STATED GOAL A :: In the mailing-list excerpt, what two approaches did the writer try before settling on the current technique?
STATED GOAL B :: Copy the mailing-list excerpt from the words "I am not following" through "switch pg_upgrade uses.", changing "matviews" to "materialized views".

Yeah, I posted a short patch earlier on this thread that fixes
that.  Nobody has commented on it, and so far I have not committed
anything related to this without posting details and giving ample
opportunity for anyone to comment.  If nobody objects, I can push
that, and this issue is gone.

>   Imo this is quite an indicator that the idea of using the filesize is
>   just plain wrong. Adding logic to vacuum not to truncate data because
>   its a flag for matview scannability is quite the layer violation and
>   a sign for a bad design decision. Such a hack has already been added
>   to copy_heap_data(), while not as bad, shows that it is hard to find
>   all the places where we need to add it.

I agree, but if you review the thread I started with a flag in
pg_class, I tried using the "special" area of the first page of the
heap, and finally wound up with the current technique based on
several people reviewing the patch and offering opinions and
reaching an apparent consensus that this was the least evil way to
do it given current infrastructure for unlogged tables.  This
really is a result of trying to preserver *correct* behavior while
catering to those emphasizing how important the performance of
unlogged matviews is.

> 2) Since we don't have a metapage to represent scannability in 9.3 we
>   cannot easily use one in 9.4+ without pg_upgrade emptying all
>   matviews unless we only rely on the catalogs which we currently
>   cannot.

I am not following this argument at all.  Doesn't pg_upgrade use
pg_dump to create the tables and matviews WITH NO DATA and take
later action for ones which are populated in the source?  It would
not be hard at all to move to a new release which used a different
technique for tracking populated tables by changing what pg_dump
does for populated tables with the switch pg_upgrade uses.

>   This will either slow down development or make users
>   unhappy. Alternatively we can add yet another fork, but that has its
>   price (quite a bit more open files during normal operation, slower
>   CREATE DATABASE).
>
>   This is actually an argument for not releasing matviews without such
>   an external state. Going from disk-based state to catalog is easy,
>   the other way round: not so much.

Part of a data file
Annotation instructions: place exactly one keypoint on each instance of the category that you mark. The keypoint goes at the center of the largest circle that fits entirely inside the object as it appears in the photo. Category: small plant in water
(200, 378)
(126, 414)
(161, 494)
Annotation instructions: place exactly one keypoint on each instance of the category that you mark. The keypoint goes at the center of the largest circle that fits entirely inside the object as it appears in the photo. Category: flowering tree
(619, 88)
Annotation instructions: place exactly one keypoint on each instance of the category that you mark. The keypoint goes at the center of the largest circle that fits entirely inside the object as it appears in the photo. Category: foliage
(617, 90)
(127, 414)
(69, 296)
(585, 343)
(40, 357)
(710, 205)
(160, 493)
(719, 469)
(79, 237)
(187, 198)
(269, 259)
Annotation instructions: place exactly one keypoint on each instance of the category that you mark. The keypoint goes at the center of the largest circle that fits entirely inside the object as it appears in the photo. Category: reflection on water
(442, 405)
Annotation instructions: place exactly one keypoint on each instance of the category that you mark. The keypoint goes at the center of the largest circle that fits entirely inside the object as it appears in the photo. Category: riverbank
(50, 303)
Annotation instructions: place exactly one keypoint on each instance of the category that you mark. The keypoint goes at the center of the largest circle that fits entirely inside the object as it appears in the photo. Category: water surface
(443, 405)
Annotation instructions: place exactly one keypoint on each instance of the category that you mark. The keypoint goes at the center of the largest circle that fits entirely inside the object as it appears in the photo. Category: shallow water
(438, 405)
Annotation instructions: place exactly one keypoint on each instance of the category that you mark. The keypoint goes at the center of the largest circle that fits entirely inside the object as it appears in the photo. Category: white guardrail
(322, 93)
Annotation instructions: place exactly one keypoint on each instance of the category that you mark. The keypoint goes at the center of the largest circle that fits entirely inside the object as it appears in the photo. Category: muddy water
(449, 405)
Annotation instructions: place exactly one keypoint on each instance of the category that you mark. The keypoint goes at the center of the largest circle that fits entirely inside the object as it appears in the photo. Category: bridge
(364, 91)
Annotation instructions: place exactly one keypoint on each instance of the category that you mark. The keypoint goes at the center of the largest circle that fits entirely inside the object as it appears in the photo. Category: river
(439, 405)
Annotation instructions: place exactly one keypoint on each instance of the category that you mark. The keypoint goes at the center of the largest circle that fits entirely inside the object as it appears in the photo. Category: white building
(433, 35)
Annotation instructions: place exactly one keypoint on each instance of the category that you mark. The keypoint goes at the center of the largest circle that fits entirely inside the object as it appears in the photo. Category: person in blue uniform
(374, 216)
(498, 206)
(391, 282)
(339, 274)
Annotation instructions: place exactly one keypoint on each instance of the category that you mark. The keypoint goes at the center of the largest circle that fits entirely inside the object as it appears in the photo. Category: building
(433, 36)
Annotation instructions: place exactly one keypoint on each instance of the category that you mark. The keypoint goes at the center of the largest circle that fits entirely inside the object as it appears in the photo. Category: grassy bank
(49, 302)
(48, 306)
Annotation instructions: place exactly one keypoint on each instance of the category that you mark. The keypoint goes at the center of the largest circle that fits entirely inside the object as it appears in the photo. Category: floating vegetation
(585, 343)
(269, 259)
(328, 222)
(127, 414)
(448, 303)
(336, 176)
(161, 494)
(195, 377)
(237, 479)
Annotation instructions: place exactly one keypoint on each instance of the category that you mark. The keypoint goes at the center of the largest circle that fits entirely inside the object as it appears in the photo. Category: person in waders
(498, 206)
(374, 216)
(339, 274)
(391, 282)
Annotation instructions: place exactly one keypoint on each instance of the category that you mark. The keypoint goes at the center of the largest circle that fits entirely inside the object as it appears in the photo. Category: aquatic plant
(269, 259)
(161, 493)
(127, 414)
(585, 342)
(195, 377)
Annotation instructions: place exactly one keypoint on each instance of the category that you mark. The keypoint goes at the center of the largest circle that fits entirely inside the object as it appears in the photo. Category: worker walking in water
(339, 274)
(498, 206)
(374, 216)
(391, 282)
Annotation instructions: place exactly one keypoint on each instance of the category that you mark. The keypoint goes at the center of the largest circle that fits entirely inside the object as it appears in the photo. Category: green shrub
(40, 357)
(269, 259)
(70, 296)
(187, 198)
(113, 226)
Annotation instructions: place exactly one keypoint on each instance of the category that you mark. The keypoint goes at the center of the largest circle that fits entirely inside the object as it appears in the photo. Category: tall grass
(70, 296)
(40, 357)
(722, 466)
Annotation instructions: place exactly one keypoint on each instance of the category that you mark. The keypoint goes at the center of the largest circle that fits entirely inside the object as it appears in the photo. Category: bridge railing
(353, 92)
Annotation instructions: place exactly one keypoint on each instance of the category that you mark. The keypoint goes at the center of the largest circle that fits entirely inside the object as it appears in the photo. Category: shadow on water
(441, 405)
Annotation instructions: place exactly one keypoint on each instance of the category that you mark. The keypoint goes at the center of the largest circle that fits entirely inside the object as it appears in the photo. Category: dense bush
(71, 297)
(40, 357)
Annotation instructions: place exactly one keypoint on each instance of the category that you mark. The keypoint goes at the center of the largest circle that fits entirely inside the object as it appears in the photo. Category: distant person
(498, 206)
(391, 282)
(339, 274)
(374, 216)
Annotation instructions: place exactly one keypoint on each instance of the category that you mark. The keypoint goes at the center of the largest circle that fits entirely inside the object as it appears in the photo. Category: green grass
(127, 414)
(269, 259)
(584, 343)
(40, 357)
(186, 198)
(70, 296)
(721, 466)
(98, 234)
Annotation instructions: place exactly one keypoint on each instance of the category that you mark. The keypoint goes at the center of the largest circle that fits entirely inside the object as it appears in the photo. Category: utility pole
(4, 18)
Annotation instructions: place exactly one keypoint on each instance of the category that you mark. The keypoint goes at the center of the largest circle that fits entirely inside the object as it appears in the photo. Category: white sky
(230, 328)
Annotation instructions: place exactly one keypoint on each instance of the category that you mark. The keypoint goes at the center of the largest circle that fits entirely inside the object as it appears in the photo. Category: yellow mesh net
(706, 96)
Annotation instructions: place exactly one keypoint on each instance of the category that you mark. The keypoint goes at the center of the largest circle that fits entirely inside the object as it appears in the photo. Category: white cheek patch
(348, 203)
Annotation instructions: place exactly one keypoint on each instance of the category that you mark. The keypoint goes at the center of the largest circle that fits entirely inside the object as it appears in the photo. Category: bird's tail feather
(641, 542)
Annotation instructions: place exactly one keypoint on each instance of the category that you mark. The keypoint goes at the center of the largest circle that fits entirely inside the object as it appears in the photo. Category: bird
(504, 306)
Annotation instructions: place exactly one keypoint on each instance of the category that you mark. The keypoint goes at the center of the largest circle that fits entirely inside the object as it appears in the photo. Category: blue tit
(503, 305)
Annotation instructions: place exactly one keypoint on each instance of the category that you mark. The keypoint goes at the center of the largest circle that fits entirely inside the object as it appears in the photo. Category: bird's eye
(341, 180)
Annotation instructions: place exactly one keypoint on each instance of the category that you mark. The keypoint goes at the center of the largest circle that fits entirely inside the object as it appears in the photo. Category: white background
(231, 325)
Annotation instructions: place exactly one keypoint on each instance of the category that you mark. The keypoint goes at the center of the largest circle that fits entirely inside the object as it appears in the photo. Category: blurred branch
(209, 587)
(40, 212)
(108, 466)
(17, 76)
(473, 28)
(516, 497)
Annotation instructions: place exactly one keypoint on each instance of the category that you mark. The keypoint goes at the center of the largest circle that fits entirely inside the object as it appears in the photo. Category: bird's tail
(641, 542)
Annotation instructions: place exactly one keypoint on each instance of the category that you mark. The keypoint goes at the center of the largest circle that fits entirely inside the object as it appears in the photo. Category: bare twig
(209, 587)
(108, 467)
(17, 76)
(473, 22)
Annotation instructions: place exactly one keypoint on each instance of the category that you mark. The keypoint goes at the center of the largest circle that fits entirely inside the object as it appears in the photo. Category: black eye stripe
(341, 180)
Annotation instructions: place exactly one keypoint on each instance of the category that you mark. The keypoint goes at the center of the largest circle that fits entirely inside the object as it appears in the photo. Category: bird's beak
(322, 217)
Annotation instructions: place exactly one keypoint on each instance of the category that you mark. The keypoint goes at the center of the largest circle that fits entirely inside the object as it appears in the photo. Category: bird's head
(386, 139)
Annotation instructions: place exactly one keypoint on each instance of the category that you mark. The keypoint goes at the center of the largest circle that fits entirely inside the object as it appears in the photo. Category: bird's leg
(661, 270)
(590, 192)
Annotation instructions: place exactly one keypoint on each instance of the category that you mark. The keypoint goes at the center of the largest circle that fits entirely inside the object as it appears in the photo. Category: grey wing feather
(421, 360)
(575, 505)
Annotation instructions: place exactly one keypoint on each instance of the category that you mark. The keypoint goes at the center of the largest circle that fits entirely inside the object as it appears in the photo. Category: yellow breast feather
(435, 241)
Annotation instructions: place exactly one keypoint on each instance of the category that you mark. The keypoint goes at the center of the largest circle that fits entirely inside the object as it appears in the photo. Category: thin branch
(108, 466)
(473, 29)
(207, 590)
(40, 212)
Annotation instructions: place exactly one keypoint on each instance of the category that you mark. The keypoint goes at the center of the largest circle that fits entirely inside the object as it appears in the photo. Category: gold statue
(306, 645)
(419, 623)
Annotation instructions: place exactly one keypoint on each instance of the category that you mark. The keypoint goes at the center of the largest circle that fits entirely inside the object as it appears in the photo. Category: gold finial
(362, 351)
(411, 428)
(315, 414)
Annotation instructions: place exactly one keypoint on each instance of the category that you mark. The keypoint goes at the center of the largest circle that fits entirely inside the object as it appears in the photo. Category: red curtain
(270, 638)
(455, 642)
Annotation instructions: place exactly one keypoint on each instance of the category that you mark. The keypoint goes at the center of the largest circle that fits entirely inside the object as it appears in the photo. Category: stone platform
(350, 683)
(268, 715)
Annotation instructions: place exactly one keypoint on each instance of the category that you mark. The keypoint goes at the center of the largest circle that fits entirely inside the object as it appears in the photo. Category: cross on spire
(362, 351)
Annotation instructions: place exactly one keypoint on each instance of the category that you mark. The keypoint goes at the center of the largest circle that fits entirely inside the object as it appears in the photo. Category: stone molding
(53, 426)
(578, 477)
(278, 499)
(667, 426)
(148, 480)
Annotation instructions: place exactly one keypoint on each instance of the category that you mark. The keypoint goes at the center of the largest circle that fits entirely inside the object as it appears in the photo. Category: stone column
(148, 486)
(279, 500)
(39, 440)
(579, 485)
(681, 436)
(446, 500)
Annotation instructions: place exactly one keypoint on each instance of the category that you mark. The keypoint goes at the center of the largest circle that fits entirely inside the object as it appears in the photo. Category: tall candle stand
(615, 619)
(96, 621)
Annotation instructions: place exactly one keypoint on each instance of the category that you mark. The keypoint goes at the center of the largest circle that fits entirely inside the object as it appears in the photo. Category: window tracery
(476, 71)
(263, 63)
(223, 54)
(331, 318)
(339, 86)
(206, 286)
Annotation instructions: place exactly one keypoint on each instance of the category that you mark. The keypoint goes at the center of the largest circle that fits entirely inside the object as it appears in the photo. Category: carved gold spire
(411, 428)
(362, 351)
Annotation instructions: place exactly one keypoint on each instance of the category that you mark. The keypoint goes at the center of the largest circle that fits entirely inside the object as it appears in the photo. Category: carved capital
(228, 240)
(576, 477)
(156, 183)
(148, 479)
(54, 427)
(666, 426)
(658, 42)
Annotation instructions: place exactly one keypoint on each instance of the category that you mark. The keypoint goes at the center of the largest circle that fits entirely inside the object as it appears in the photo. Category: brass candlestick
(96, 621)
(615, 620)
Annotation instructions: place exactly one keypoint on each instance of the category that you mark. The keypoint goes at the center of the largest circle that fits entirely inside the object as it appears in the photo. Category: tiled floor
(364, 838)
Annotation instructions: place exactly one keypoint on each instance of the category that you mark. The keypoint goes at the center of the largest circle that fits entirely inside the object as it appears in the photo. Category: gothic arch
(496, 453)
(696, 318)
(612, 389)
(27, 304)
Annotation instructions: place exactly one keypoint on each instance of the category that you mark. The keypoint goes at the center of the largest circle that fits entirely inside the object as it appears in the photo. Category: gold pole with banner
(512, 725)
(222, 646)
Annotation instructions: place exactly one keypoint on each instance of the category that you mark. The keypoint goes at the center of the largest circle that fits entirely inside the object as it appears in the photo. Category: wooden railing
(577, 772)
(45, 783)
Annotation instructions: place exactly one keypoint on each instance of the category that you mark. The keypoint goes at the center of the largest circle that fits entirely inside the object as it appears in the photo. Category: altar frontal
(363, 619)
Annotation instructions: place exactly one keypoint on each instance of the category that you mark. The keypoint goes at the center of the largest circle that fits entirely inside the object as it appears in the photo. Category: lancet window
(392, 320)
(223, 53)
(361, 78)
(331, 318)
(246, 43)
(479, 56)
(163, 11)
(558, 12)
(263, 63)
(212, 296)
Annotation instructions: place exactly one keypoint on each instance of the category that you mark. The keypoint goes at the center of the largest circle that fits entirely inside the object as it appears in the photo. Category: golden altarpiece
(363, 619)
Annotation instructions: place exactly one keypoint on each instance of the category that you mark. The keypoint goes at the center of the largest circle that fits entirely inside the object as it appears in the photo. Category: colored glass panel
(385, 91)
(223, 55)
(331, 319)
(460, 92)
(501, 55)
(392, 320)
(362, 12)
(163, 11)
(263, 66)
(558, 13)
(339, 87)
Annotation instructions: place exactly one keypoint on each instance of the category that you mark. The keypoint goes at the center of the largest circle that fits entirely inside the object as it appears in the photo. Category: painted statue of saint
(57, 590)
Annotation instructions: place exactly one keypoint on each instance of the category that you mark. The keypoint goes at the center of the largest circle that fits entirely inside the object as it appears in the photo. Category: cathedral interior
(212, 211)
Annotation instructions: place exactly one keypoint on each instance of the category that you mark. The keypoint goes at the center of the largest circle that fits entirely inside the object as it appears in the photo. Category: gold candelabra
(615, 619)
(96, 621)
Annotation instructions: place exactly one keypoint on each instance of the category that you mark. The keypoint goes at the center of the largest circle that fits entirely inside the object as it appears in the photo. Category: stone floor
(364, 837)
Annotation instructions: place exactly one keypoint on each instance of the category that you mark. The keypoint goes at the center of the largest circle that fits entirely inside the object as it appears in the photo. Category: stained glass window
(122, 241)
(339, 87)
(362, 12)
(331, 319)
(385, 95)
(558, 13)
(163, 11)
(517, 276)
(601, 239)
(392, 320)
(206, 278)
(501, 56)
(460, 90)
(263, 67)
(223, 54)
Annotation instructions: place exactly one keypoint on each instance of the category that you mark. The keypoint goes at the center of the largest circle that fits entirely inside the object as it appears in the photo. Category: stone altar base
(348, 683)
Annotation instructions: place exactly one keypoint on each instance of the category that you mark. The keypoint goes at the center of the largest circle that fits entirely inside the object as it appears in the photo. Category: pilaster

COMPLETE RESPONSE A :: A flag in pg_class, and then the "special" area of the first page of the heap.

COMPLETE RESPONSE B ::
I am not following this argument at all.  Doesn't pg_upgrade use
pg_dump to create the tables and materialized views WITH NO DATA and take
later action for ones which are populated in the source?  It would
not be hard at all to move to a new release which used a different
technique for tracking populated tables by changing what pg_dump
does for populated tables with the switch pg_upgrade uses.